__SUPPLIED PASSAGE__.
------------

On 8/7/07, James Carlson <james.d.carlson at sun.com> wrote:
> It seems a shame to me, though, that the underlying issue in this case
> appears to be trivial.  Who cares whether install scripts are written
> using rotten old Bourne shell or some fancy new shell?  As an
> architectural matter, these scripts should be doing as little as
> possible -- nothing at all if that can be achieved, so that packages
> just lay bits on the disk -- and thus going out of our way to provide
> fancy scripting support here seems a bit on the pointless side.

I'm not saying that Solaris is wrong or that you are wrong from a
purely technical standpoint - it is a matter of making it easier for
new developers to provide packaged software for Solaris.

People that come from other platforms where /bin/sh implements a fair
amount beyond what POSIX says will have troubles with the Solaris
Bourne shell.  When I've needed to write scripts that are portable
across the greatest number of systems, I've either used Bourne shell
on Solaris or bash (or Perl) on any platform.  /bin/sh on Linux has
traditionally looked a lot like bash and /bin/sh on HP-UX has
traditionally looked at lot like ksh88.  pdksh on Linux was just
broken in strange and frustratingly unexpected ways.  This was a hard
lesson to learn because I came to Solaris from other platforms.

------------

__GOAL__. Return the portion of the mailing list message from "I'm not saying" to "from other platforms.", copied word for word. The items have no connection to the mailing list message.

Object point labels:
------------

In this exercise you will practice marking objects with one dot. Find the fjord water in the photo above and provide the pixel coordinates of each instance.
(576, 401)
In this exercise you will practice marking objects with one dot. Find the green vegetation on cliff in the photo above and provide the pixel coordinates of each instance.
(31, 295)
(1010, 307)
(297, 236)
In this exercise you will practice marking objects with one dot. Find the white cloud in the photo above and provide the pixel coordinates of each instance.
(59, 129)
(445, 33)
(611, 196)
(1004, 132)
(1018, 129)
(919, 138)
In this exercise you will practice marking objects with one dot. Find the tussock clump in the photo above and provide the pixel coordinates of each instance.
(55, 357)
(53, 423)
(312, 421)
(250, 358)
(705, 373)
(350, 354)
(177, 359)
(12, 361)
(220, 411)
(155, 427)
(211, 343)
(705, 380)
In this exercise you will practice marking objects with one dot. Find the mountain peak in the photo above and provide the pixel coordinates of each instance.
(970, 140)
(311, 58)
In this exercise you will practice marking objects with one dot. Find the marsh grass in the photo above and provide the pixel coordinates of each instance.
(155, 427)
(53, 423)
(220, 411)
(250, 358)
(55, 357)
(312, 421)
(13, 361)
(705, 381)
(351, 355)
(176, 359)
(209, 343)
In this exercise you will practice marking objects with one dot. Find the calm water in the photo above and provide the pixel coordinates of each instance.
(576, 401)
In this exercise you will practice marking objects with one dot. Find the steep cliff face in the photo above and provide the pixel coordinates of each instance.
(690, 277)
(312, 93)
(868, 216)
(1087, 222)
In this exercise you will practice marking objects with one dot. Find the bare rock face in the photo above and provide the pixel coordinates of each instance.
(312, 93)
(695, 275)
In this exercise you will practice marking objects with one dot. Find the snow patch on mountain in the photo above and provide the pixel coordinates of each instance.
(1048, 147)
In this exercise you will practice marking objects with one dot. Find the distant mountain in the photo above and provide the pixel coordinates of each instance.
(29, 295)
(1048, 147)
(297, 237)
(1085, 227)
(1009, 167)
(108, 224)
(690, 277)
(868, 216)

------------

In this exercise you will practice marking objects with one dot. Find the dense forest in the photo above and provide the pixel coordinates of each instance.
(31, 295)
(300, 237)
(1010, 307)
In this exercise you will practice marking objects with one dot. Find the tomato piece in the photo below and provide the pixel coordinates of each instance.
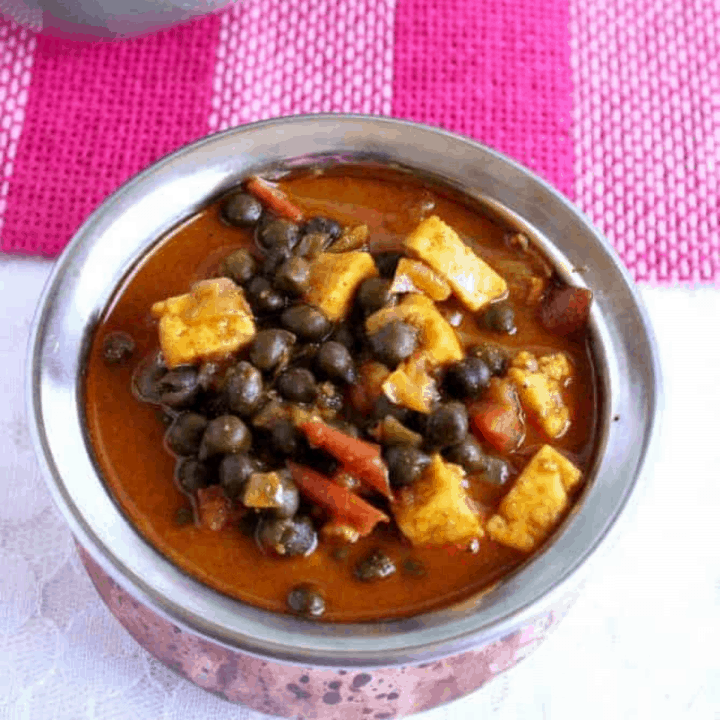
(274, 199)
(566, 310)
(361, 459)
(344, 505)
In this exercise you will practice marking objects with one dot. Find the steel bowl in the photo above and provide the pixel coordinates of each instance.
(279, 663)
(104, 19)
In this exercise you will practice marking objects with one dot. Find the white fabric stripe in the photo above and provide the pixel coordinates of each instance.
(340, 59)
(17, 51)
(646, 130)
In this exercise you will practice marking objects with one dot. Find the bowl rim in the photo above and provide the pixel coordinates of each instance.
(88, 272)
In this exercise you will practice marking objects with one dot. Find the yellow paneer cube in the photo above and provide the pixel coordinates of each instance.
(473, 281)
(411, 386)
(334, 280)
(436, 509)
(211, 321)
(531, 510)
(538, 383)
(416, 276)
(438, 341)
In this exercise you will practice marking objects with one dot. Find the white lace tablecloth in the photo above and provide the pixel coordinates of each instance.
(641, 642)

------------

__RESPONSE TO THE TASK__.
I'm not saying that Solaris is wrong or that you are wrong from a
purely technical standpoint - it is a matter of making it easier for
new developers to provide packaged software for Solaris.

People that come from other platforms where /bin/sh implements a fair
amount beyond what POSIX says will have troubles with the Solaris
Bourne shell.  When I've needed to write scripts that are portable
across the greatest number of systems, I've either used Bourne shell
on Solaris or bash (or Perl) on any platform.  /bin/sh on Linux has
traditionally looked a lot like bash and /bin/sh on HP-UX has
traditionally looked at lot like ksh88.  pdksh on Linux was just
broken in strange and frustratingly unexpected ways.  This was a hard
lesson to learn because I came to Solaris from other platforms.